> [Task prompt]: Put all of the rows below into a numbered list, and omit any blank lines.

-- start --

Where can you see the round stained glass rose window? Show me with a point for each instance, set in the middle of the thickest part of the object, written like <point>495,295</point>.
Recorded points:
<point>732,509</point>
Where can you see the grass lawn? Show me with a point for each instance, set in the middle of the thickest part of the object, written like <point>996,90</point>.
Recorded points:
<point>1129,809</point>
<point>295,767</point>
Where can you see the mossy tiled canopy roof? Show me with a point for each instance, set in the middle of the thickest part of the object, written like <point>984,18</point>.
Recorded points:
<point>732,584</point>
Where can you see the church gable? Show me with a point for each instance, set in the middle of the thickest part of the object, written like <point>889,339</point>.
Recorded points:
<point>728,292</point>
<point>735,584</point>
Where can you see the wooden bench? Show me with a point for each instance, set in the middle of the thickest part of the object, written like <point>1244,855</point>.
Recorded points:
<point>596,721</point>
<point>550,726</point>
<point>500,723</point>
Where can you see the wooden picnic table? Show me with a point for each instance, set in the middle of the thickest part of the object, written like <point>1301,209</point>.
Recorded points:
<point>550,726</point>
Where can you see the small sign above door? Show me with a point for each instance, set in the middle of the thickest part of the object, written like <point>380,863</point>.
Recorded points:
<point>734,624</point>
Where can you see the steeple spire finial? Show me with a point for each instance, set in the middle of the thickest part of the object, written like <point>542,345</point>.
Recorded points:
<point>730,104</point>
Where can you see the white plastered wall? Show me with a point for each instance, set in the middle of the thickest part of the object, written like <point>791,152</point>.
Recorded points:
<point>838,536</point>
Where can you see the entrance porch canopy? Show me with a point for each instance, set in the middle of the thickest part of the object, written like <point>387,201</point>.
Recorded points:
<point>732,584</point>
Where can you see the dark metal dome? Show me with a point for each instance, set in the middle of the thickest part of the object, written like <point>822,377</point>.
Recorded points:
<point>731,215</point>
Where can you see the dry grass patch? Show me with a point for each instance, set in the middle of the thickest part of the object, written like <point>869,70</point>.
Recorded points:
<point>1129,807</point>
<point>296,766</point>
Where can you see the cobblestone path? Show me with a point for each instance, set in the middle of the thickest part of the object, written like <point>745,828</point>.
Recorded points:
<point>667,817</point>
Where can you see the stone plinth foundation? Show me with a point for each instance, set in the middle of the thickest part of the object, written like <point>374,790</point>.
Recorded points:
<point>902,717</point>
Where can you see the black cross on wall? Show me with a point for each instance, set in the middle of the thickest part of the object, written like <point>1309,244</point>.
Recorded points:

-- end --

> [Response to the task]:
1. Where can you see the round stained glass rose window? Show me with a point for each instance, set in the middle of the thickest part of the object, written like <point>495,295</point>.
2. Recorded points:
3. <point>732,509</point>
4. Where can you see the grass lawn? Show me with a point for each instance, set in the middle of the thickest part of the object, written like <point>996,90</point>.
5. Recorded points:
6. <point>1129,809</point>
7. <point>295,767</point>
8. Where can you see the mossy tiled canopy roof? Show me with a point for each instance, set in the middle of the thickest part of the object, written like <point>984,18</point>.
9. Recorded points:
10. <point>732,584</point>
11. Where can you see the church gable? Show me with a point for each instance, set in the middle of the thickest part of the object, written like <point>889,339</point>.
12. Recorded points:
13. <point>728,292</point>
14. <point>735,584</point>
15. Where can you see the wooden bench? Show me with a point for each instance, set in the middle of the thickest part of the object, written like <point>1244,855</point>.
16. Recorded points:
17. <point>596,721</point>
18. <point>550,726</point>
19. <point>500,723</point>
20. Where can you see the wooden picnic table? Show me with a point for each instance, set in the middle of the thickest part of the object, written like <point>1301,209</point>.
21. Recorded points:
22. <point>550,726</point>
23. Where can you see the small sign above door? Show me with a point for each instance, set in the middle of the thickest part of the object, written like <point>380,863</point>.
24. Recorded points:
25. <point>734,624</point>
26. Where can you see the steeple spire finial? Show me with a point for each instance, set in the middle of the thickest part of the object, written like <point>542,345</point>.
27. Recorded points:
28. <point>730,104</point>
29. Where can you see the white plastered wall? Show me with a point for each instance, set in the middle of the thickest part of the object, written like <point>791,152</point>.
30. Recorded points:
31. <point>838,536</point>
32. Where can you see the entrance porch canopy? Show me with a point for each instance, set in the middle of the thickest part of the object, written like <point>387,201</point>.
33. Recorded points:
34. <point>732,584</point>
35. Where can you see the dark metal dome? Show me with a point for each instance, set in the middle of the thickest part of the object, written like <point>822,377</point>.
36. Recorded points:
37. <point>731,215</point>
38. Where can you see the dry grass patch? Show me with a point for each instance, set in the middle of the thickest part of the object, written like <point>869,70</point>.
39. Recorded points:
40. <point>1129,807</point>
41. <point>296,766</point>
42. Where can you see the cobblestone path? Show me with a point for each instance, set in the middle of the thickest part of the object, written like <point>745,828</point>.
43. Recorded points:
44. <point>667,817</point>
45. Where can you see the stone plinth foundation? Show me with a point for each instance, set in the middle of the thickest part of the object, written like <point>374,790</point>.
46. Recorded points:
47. <point>902,717</point>
48. Where can you see the black cross on wall? Show me with a point for each instance, set in the middle of the thickest part of the object, written like <point>1309,244</point>.
49. Recorded points:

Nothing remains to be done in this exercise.